Passage to read ▸
▶

Milwaukee County to receive $71 million as a result of opioid settlement
MILWAUKEE COUNTY, Wis. (CBS 58) -- Milwaukee County officials are hopeful that the $71-million the county is set to receive over the next 18 years will help reduce the number of opioid-related deaths.
"Through this settlement, lives will be saved," said Milwaukee County Corporation Counsel Margaret Daun. "Although very few of the criminals responsible for these deaths and this epidemic will ever see the inside of the courtroom, we are ensuring that their corporations will pay."
The settlement agreement is a part of multi-district litigation against opioid makers filed in Ohio.
According to Daun, the state of Wisconsin will be receiving $402 million, 70 cents for every dollar going toward local litigating jurisdictions.
This means that those local communities will receive around $282-million with approximately $141-million headed to counties in Southeastern Wisconsin.
"We hope that this will be the first in a series of settlements helping to abate this epidemic," Daun added.
According to numbers provided by the Milwaukee County Medical Examiner's Office, the county saw 343 opioid-related deaths in 2019. That number went up to 463 in 2020 and so far in 2021, 451 opioid-related deaths have been recorded.
"The opioid epidemic has touched all of us," said Marcelia Nicholson, chairwoman for the Milwaukee County Board. "We must take every step possible to fight the scourge of addiction in our community. The funds from this landmark settlement put us in a better position to do just that."
All of the funds received from the settlement must be used for education, treatment and abatement of the opioid epidemic.

◀

Problem requirements ▸
Please retype part of the opioid settlement article word for word, starting at the words "This means that" and ending after the words "in Southeastern Wisconsin.".

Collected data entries
▶

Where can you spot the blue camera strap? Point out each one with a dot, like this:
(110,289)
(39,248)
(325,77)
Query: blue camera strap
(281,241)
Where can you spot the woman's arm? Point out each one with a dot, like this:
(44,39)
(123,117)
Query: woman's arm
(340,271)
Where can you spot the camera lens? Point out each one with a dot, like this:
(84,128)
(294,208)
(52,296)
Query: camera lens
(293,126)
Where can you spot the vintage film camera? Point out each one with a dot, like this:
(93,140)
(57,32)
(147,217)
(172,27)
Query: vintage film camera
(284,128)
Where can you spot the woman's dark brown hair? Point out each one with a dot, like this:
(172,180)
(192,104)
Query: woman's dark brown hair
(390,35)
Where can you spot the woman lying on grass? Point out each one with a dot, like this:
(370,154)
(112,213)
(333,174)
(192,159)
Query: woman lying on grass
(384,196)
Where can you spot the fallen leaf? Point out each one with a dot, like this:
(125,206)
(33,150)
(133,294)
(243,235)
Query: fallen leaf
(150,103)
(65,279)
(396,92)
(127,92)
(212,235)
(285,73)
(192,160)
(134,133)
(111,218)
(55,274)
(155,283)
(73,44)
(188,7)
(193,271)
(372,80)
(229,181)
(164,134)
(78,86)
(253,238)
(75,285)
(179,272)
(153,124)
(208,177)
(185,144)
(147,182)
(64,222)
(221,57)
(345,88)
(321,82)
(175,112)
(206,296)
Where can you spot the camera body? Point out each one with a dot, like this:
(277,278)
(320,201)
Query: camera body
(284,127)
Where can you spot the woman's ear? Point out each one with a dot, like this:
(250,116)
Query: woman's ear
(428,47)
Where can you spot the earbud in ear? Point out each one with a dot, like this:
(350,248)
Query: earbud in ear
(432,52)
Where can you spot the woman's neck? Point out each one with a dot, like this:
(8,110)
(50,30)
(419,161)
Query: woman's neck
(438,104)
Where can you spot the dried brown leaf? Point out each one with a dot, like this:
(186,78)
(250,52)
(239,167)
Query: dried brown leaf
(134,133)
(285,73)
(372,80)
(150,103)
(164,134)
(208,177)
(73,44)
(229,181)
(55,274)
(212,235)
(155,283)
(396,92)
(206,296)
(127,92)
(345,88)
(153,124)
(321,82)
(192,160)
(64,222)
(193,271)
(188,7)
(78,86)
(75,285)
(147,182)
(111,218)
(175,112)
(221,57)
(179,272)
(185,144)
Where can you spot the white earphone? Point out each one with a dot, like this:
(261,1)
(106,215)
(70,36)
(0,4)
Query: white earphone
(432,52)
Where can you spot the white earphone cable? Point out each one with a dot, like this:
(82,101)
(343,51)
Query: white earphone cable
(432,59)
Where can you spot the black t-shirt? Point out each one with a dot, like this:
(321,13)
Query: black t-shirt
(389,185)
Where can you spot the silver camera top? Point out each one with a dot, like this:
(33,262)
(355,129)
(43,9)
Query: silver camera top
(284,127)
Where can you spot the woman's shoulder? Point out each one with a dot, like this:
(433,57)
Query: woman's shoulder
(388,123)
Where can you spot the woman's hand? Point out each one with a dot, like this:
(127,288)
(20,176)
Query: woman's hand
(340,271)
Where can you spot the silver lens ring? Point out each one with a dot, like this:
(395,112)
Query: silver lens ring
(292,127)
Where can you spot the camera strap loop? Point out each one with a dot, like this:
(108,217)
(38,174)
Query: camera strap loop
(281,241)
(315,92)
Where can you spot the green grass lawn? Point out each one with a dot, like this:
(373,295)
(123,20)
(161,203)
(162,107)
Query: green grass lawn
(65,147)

◀

Response to the exercise ▸
This means that those local communities will receive around $282-million with approximately $141-million headed to counties in Southeastern Wisconsin.